- _Excerpt provided_:
9. Expenses of Trust
Trustee shall pay or reserve sufficient funds to pay all expenses of management and
administration of the Trust estate, including Trustee ’s compensation, all of which shall be
charged to income of the Trust estate.
10. Allocation of Principal and Income
Dividends, interest, and other similar payments received in cash by Trustee shall
normally be considered income, whether ordinary or extraordinary and whether in the nature of
liquidating dividends or payments of dividends or payments on mining, oil, timber, or other
stocks or assets of a wasting nature, or a return of capital, or a distribution of realized capital
gains, or a distribution from depreciation or depletion reserves. Trustee shall so deal with such
payments irrespective of the character of the assets or account out of which they are paid or the
time when they shall have accrued or accumulated or shall have been earned, declared, or
payable, or the time for the determination of the persons entitled to them. Trustee shall have full
power and authority, in its absolute discretion, to allocate to principal the whole or any part of
any dividend or payment that in its opinion is extraordinary or in the nature of a liquidating
dividend or payment or a wasting asset dividend or payment or a return of capital or a
distribution from depreciation or depletion reserves. All determinations with respect to the
allocation of such dividends or payments, in whole or in part to principal, made in good faith by
Trustee , shall be final and binding on all persons interested in the Trust estate.

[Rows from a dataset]
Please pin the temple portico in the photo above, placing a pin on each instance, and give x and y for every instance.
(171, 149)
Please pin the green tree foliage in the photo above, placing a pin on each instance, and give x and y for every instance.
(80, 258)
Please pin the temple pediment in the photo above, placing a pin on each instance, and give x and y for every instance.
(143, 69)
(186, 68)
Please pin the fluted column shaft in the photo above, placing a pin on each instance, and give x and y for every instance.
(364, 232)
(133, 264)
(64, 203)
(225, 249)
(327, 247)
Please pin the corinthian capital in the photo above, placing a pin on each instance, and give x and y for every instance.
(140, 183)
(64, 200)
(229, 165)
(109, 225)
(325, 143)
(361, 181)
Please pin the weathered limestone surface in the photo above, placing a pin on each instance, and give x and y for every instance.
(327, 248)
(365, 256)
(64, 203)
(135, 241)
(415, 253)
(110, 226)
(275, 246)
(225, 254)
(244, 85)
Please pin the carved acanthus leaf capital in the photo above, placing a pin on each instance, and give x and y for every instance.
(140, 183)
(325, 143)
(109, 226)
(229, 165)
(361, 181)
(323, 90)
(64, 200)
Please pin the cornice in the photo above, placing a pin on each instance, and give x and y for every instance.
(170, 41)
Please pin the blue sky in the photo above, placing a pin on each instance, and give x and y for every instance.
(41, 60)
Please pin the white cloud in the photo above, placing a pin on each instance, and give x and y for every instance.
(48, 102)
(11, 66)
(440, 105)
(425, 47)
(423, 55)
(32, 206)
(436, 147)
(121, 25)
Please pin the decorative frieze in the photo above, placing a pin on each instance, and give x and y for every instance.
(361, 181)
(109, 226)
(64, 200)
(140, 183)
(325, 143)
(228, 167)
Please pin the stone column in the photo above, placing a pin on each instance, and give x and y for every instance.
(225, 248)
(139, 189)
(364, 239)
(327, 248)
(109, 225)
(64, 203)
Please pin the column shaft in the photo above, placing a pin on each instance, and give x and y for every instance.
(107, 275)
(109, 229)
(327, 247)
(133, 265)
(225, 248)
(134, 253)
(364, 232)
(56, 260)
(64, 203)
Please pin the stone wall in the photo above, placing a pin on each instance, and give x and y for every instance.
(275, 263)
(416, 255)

- _Exercises to complete_:
1. According to the trust provisions, to what are all expenses of management and administration of the Trust estate charged?
2. Rewrite the trust provisions from "9. Expenses of" to "of the Trust estate.", swapping "compensation" for "fees".
3. Write the next part of the trust provisions, picking up after their final sentence.
These items have no connection to the trust provisions.

- _Responses to the exercise_:
1. They are charged to income of the Trust estate.

2.
9. Expenses of Trust
Trustee shall pay or reserve sufficient funds to pay all expenses of management and
administration of the Trust estate, including Trustee ’s fees, all of which shall be
charged to income of the Trust estate.

3.
11. Compensation of Trustee
(Provide for Trustee’s compensation or waiver of compensation.) ______________
____________________________________________________________________________
12. Successor Trustees
On Trustee 's resignation or inability to continue to act as Trustee , Trustee shall appoint a
successor Trustee . On Trustee 's death before appointing a successor or other failure to appoint
a successor trustee, _____________________ (name of successor trustee) , of ___________
___________________________________________________________ (street address,
city, state, zip code) , is appointed as Successor Trustee . Any successor trustee shall have all
the duties and powers assumed and conferred in this Agreement on Trustee , including the
power in any successor trustee to appoint its own successor. The appointment of a successor
trustee shall be made by an acknowledged instrument delivered to the then living Beneficiaries
under this Trust.
13. Trustee’s Bond
No Trustee or successor Trustee shall be required to give any bond or other security.
14. Accounting
Trustee at any time shall be entitled to render to the current income Beneficiary or
Beneficiary of the Trust estate an account of Trustee 's acts and transactions with respect to the
income and principal of the Trust estate from the date of the creation of the Trust or from the
date of the last previous account of Trustee . The Beneficiary or Beneficiary shall have full power
and authority on behalf of all persons interested in the Trust to finally settle and adjust such
account. On the account being settled and adjusted to the satisfaction of the Beneficiary or
Beneficiary , it shall be final and conclusive on every person, regardless of whether in being, who
shall then or later be or become interested in either the income or the principal of the Trust
estate, with like effect as a judgment of a court having jurisdiction judicially settling the account
in an action in which Trustee and all persons having or claiming any interest in the Trust estate
were parties.
15. Trustee’s Acceptance; Law Governing Trust; Severability
This Trust has been accepted by Trustee and will be administered in _______________
(state) . The validity, construction, and all rights under this Trust shall be governed by the laws
of that state. If any provision of this Trust Agreement should be invalid or unenforceable, the
remaining provisions shall continue to be fully effective.
Trustors and Trustee have executed this Agreement at as of the day and year first above
written.
Witness our signatures this ________________ (date) .
______________________________
(Name & Signature of Trustee)
________________________
_________________________________ (Number of Shares Owned)
(Name & Signature of Beneficiary One)
_______________________
_________________________________ (Number of Shares Owned)
(Name & Signature of Beneficiary Two)
(Acknowledgments)
(Attach Exhibit)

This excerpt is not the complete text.